> [RECORDS FOR THIS TASK]:
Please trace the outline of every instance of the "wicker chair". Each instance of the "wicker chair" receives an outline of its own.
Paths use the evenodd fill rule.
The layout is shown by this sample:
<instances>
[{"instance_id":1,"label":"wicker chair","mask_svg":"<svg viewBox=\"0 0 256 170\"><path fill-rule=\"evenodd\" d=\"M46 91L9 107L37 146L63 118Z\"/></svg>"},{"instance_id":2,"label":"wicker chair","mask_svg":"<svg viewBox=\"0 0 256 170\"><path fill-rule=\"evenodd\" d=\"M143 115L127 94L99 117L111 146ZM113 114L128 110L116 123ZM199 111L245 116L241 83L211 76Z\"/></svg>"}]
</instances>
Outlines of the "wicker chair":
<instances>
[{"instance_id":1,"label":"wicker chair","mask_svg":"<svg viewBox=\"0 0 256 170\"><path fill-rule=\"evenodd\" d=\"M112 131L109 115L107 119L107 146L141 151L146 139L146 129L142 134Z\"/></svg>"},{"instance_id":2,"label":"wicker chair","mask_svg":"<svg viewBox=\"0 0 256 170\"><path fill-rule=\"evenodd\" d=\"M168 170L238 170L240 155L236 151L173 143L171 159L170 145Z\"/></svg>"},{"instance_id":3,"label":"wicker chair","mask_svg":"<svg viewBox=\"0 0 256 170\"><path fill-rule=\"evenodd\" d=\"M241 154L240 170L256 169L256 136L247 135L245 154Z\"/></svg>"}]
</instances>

> [SHORT TASK]: Please give the items above as a two-column CSV with the headers "text" and "answer," using one row per item. Put each field in double quotes and turn every line break inside it into a space.

> [WRITTEN REPLY]:
text,answer
"Please trace the outline of every instance of the ""wicker chair"". Each instance of the ""wicker chair"" receives an outline of its own. Paths use the evenodd fill rule. The layout is shown by this sample: <instances> [{""instance_id"":1,""label"":""wicker chair"",""mask_svg"":""<svg viewBox=\""0 0 256 170\""><path fill-rule=\""evenodd\"" d=\""M46 91L9 107L37 146L63 118Z\""/></svg>""},{""instance_id"":2,""label"":""wicker chair"",""mask_svg"":""<svg viewBox=\""0 0 256 170\""><path fill-rule=\""evenodd\"" d=\""M143 115L127 94L99 117L111 146ZM113 114L128 110L116 123ZM199 111L245 116L241 83L211 76Z\""/></svg>""}] </instances> Outlines of the ""wicker chair"":","<instances> [{""instance_id"":1,""label"":""wicker chair"",""mask_svg"":""<svg viewBox=\""0 0 256 170\""><path fill-rule=\""evenodd\"" d=\""M112 131L109 115L107 119L107 146L141 151L146 139L146 129L142 134Z\""/></svg>""},{""instance_id"":2,""label"":""wicker chair"",""mask_svg"":""<svg viewBox=\""0 0 256 170\""><path fill-rule=\""evenodd\"" d=\""M168 170L238 170L240 155L236 151L173 143L171 159L170 145Z\""/></svg>""},{""instance_id"":3,""label"":""wicker chair"",""mask_svg"":""<svg viewBox=\""0 0 256 170\""><path fill-rule=\""evenodd\"" d=\""M241 154L240 170L256 169L256 136L247 135L245 154Z\""/></svg>""}] </instances>"